(SUPPLIED DATA)

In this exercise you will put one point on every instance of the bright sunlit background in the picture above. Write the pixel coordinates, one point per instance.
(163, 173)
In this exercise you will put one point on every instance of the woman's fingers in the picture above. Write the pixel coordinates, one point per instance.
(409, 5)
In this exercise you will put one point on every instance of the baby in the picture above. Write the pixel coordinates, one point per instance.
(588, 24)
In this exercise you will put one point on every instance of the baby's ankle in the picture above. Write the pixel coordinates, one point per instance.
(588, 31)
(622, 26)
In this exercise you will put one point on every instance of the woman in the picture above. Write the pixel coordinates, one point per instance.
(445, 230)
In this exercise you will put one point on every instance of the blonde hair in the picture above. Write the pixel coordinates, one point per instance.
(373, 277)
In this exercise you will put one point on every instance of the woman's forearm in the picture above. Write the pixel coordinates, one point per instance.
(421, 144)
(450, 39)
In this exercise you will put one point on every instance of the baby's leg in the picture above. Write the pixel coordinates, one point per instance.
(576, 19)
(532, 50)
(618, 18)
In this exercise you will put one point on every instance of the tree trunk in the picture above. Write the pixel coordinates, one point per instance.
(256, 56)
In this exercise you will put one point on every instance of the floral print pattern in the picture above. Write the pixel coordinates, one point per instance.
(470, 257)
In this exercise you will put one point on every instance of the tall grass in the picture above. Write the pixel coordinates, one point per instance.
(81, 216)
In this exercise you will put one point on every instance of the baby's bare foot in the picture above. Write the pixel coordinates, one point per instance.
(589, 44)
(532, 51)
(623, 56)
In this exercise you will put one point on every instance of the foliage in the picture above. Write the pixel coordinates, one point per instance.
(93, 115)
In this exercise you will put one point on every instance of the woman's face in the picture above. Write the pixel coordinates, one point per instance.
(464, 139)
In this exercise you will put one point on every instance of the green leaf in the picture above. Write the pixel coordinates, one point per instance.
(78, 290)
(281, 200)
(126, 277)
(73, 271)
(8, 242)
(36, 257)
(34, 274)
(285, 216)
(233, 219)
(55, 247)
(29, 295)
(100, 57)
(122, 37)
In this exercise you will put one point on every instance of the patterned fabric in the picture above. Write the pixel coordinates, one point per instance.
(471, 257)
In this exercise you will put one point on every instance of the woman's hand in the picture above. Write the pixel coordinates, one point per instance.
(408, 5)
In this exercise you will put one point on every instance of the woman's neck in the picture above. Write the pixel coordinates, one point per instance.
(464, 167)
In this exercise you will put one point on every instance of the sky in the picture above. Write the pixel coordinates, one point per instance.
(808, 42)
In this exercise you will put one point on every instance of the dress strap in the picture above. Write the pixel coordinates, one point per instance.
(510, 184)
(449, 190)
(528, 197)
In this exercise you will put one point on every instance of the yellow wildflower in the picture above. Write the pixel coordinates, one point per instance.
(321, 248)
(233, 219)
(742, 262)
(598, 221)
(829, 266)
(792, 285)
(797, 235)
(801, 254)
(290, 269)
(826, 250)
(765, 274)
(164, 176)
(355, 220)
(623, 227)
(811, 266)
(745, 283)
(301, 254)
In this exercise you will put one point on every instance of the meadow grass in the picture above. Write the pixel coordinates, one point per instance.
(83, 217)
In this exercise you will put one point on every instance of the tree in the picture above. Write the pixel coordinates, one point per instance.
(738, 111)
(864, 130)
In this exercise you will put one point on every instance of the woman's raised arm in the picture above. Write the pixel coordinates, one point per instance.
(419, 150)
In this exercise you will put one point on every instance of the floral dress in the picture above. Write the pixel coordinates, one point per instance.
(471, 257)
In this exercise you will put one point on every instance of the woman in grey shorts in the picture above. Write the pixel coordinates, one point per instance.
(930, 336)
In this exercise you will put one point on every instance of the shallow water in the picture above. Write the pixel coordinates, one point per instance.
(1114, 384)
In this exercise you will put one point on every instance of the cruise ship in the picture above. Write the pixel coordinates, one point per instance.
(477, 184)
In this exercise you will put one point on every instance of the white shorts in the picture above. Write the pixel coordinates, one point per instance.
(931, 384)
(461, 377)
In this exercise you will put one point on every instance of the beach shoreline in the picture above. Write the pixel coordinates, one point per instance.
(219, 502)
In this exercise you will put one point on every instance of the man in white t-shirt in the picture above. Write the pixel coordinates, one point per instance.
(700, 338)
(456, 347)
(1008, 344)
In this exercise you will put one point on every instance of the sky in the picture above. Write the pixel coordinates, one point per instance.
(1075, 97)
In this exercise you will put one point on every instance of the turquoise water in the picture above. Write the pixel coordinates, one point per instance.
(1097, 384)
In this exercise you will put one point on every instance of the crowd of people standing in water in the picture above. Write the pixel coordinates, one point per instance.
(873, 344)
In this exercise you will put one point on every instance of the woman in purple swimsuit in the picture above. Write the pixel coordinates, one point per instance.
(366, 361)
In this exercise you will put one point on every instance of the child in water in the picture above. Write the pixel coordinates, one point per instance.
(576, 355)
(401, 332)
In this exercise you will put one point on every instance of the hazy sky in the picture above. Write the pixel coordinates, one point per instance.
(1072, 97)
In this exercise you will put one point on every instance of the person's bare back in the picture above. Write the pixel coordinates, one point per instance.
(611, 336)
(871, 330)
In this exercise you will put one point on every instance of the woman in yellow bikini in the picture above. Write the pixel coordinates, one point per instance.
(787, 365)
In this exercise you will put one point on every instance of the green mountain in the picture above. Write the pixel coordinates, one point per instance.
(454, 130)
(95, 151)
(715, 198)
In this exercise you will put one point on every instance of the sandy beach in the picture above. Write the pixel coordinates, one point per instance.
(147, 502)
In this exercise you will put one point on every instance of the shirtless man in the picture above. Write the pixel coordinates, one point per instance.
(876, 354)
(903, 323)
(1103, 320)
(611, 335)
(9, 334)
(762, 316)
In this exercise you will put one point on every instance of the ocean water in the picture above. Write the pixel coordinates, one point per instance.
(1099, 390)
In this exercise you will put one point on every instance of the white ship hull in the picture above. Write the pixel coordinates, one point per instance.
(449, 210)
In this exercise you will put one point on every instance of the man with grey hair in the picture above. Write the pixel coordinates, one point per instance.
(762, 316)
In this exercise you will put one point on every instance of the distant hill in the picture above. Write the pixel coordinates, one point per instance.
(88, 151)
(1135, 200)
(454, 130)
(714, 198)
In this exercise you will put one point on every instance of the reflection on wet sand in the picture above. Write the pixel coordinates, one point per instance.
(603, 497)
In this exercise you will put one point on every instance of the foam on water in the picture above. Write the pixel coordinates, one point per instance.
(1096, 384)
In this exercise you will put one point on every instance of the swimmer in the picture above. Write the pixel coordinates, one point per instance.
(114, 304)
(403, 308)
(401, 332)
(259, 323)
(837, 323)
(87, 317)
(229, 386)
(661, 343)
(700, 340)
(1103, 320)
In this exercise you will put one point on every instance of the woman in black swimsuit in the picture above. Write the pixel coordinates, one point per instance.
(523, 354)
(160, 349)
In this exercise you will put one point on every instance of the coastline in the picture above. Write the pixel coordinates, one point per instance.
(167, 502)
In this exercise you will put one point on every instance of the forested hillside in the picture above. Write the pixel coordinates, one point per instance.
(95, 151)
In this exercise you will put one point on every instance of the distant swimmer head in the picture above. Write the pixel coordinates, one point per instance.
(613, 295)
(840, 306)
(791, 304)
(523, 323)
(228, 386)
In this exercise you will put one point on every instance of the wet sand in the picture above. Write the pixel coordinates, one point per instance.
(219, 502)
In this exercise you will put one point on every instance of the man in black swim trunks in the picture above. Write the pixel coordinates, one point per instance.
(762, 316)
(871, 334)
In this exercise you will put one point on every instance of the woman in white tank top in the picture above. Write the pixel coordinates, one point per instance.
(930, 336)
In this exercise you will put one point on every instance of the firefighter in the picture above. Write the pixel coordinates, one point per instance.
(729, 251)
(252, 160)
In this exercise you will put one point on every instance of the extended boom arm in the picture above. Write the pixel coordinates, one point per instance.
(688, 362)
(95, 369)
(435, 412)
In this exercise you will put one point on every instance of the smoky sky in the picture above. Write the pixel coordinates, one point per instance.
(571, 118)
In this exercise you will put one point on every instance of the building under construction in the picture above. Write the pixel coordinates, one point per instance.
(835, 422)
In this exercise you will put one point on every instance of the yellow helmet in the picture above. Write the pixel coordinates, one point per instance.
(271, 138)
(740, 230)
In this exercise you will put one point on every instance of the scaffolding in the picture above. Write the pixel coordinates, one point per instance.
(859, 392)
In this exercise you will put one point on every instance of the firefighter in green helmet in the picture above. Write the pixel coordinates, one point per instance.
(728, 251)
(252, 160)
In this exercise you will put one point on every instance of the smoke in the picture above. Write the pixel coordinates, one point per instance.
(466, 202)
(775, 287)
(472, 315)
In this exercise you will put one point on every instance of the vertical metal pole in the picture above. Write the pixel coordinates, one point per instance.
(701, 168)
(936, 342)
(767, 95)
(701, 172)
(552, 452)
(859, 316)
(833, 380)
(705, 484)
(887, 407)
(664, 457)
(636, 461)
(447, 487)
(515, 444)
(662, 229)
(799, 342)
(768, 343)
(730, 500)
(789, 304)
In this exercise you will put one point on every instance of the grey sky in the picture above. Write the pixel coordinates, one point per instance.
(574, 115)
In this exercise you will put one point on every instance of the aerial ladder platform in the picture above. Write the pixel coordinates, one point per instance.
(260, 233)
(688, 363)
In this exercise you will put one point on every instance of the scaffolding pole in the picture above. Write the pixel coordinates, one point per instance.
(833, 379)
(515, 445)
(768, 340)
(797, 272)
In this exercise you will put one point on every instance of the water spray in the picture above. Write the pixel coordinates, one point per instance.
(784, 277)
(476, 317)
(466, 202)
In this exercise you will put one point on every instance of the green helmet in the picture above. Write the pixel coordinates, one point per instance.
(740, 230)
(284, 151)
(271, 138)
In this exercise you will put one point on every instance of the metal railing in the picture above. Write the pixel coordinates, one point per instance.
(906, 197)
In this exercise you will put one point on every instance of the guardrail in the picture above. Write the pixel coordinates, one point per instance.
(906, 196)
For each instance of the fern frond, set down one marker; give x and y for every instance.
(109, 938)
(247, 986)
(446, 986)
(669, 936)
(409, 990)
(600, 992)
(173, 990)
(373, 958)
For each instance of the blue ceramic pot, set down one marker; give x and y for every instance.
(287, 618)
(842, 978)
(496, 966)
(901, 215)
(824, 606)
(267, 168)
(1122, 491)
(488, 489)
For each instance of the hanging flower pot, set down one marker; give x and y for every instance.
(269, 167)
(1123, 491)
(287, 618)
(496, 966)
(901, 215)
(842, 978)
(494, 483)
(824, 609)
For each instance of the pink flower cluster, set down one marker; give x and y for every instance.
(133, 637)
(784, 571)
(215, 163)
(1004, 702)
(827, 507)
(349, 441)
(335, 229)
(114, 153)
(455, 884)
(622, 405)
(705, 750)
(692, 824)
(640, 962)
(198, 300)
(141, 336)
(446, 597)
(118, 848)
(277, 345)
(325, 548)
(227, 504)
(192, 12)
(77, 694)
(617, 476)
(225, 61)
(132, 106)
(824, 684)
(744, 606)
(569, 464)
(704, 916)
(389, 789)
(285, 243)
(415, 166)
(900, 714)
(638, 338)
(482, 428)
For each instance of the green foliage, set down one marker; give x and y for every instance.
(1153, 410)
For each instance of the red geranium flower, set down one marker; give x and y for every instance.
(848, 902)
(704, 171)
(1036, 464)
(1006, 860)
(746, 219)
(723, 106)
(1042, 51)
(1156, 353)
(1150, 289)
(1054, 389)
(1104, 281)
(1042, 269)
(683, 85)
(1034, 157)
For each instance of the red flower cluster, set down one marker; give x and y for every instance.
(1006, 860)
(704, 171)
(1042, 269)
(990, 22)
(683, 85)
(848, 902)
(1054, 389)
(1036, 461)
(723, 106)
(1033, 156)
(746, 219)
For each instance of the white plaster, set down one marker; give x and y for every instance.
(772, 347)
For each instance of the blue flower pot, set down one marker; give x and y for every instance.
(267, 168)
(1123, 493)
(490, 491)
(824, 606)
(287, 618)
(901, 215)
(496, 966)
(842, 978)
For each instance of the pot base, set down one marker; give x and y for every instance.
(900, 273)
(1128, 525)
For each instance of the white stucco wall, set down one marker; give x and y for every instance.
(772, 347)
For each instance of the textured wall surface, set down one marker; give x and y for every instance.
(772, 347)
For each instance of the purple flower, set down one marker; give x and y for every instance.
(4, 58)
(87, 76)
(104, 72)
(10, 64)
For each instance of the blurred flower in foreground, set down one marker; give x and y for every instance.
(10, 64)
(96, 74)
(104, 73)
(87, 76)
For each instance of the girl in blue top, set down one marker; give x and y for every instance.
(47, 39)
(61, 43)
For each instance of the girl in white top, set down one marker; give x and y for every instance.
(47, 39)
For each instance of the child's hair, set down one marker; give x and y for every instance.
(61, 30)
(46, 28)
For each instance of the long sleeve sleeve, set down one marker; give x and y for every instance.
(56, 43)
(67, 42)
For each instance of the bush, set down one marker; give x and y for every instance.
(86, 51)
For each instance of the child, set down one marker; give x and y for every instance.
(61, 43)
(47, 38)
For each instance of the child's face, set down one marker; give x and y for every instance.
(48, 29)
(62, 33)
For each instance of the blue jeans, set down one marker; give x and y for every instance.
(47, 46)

(End SUPPLIED DATA)

Exactly reproduce the lines of the data above that run from the line containing "For each instance of the blurred" through the final one.

**EXERCISE SOLUTION**
For each instance of the blurred flower in foreground, set down one marker; give x and y for every instance.
(10, 64)
(96, 74)
(104, 73)
(87, 76)
For each instance of the girl in blue top, set down one marker; give x and y for every instance.
(47, 39)
(61, 43)
For each instance of the girl in white top, set down one marker; give x and y for every instance.
(47, 39)
For each instance of the child's hair, set down one marker; give x and y for every instance.
(61, 30)
(46, 28)
For each instance of the long sleeve sleeve, set down one marker; give x and y for every instance.
(56, 43)
(67, 42)
For each instance of the bush, set down one marker; give x and y for every instance.
(86, 51)
For each instance of the child, set down one marker; give x and y for every instance.
(61, 43)
(47, 38)
For each instance of the child's face, set down one marker; give x and y for every instance.
(48, 29)
(62, 33)
For each instance of the blue jeans, set down one marker; give x and y for every instance.
(47, 46)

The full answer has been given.